Provided records:

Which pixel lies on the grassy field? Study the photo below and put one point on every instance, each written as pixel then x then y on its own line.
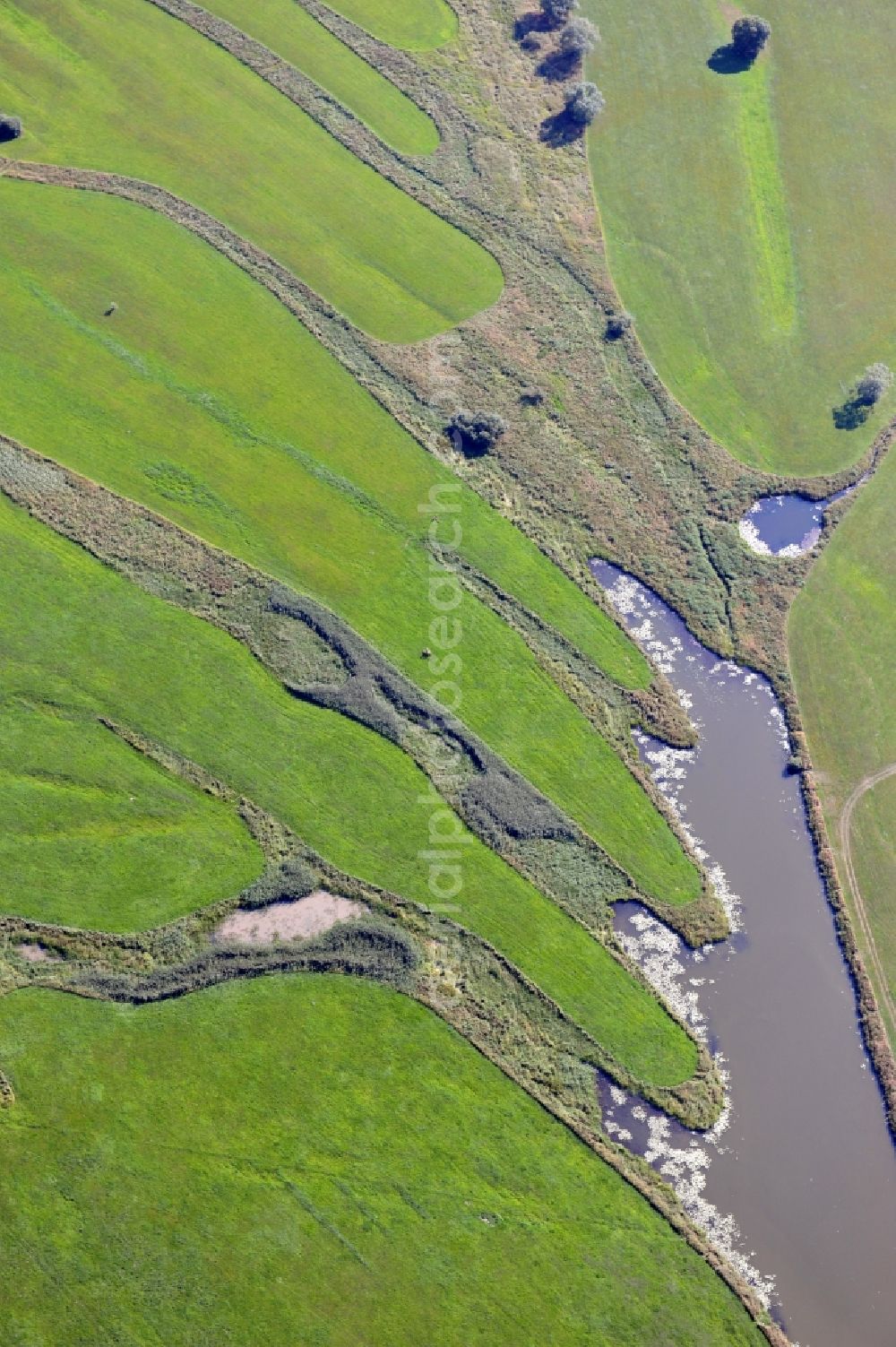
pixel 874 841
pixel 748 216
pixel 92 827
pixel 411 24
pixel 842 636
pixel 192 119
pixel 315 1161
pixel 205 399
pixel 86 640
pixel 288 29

Exercise prompt: Copy the entries above word for word, leaving out the pictures.

Answer to this task:
Which pixel lies on the grassy field? Study the photo below and put one point on every instance, each written as pixel then x then y on its own line.
pixel 874 841
pixel 748 216
pixel 92 827
pixel 411 24
pixel 842 636
pixel 192 119
pixel 315 1161
pixel 205 399
pixel 86 640
pixel 288 29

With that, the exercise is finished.